## JOB
Reproduce the lines of the material verbatim, beginning at the line that contains "Place a point on each instance of the yellow-green" and stopping after the line that contains "x=163, y=284". Include both of those lines and no others.

====== INPUT DATA ======

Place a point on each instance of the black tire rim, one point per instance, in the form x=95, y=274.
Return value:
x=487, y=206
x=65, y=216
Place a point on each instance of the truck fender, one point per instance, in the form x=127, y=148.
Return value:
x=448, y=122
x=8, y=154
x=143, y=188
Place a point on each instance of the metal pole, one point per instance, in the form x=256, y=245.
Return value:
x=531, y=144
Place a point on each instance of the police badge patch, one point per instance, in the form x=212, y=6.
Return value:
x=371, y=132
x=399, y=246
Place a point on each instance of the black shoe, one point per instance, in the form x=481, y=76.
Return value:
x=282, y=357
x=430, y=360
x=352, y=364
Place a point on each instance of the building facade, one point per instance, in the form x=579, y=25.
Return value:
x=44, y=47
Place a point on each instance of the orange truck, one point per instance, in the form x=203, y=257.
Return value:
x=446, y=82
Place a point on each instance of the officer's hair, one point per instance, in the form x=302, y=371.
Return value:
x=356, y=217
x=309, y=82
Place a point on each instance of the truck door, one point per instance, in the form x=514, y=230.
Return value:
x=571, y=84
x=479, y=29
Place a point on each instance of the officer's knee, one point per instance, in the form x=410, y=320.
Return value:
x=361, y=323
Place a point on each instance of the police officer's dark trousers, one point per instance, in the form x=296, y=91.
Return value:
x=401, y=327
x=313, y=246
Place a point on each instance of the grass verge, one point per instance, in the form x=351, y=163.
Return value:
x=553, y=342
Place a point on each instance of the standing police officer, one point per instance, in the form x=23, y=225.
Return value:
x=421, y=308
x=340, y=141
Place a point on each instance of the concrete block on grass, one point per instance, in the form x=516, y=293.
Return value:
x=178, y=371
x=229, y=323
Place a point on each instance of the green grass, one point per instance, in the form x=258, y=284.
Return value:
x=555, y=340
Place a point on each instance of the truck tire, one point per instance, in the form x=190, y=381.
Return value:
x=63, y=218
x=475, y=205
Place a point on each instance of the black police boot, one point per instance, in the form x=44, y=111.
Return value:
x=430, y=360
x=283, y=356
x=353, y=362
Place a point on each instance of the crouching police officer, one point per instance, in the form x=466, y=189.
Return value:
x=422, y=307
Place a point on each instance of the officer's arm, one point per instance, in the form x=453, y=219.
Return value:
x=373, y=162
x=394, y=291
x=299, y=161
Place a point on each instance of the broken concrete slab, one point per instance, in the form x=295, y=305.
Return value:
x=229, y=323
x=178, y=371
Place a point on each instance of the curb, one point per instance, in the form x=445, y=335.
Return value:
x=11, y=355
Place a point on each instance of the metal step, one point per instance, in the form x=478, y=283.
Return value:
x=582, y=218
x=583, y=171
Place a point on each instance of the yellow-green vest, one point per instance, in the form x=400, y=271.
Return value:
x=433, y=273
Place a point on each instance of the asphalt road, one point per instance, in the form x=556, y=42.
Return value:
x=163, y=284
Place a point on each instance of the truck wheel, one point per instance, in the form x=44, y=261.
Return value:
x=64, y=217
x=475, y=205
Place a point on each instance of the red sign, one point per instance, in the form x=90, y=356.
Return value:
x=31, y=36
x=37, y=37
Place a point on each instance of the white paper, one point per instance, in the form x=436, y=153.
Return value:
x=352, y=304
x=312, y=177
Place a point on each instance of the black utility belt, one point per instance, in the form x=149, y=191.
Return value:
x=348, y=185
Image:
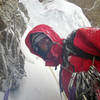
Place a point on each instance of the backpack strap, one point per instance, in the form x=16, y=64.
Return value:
x=70, y=49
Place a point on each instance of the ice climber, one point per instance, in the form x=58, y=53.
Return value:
x=78, y=55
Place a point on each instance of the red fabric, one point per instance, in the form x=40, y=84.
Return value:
x=87, y=39
x=56, y=50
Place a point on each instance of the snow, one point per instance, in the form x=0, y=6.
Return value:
x=63, y=17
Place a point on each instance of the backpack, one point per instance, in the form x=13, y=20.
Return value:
x=84, y=84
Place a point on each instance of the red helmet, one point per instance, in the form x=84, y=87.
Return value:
x=44, y=42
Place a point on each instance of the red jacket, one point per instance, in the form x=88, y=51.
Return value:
x=87, y=39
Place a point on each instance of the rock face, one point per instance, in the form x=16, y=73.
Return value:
x=12, y=26
x=91, y=9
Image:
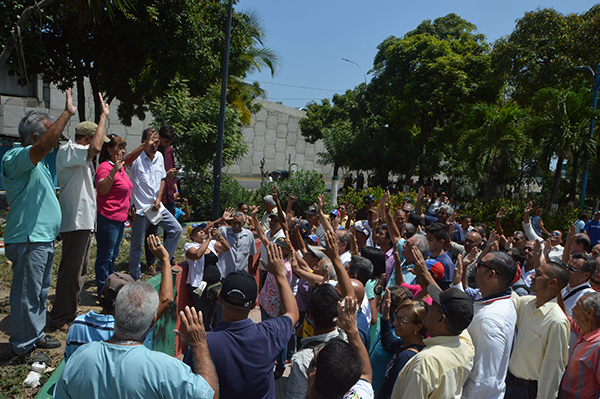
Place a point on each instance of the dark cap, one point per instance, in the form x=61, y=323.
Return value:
x=368, y=198
x=455, y=304
x=112, y=286
x=317, y=251
x=281, y=242
x=239, y=289
x=312, y=210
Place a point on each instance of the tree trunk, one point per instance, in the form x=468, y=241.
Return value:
x=93, y=73
x=556, y=182
x=427, y=125
x=574, y=172
x=80, y=89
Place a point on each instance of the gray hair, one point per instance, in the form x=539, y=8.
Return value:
x=592, y=300
x=135, y=308
x=269, y=200
x=239, y=213
x=327, y=265
x=32, y=123
x=447, y=208
x=422, y=244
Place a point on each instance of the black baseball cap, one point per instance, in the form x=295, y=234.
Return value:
x=455, y=303
x=239, y=289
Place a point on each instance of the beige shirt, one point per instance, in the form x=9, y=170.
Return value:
x=439, y=371
x=541, y=351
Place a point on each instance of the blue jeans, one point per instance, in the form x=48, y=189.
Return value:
x=172, y=230
x=32, y=273
x=109, y=234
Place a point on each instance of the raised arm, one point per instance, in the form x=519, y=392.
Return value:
x=384, y=209
x=280, y=213
x=322, y=217
x=195, y=337
x=98, y=139
x=45, y=144
x=276, y=267
x=419, y=204
x=567, y=250
x=165, y=292
x=332, y=252
x=261, y=233
x=347, y=322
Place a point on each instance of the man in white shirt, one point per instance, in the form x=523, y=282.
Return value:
x=147, y=173
x=493, y=326
x=540, y=353
x=78, y=206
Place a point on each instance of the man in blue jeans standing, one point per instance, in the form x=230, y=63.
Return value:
x=147, y=173
x=32, y=224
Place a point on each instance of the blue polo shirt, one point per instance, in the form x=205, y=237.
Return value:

======

## RESPONSE
Place a point on each instance of the yellow-green vest, one point per instance, in the form x=400, y=271.
Return value:
x=433, y=273
Place a point on each instance of the asphalt road, one point per instance, in the form x=556, y=42.
Return value:
x=163, y=284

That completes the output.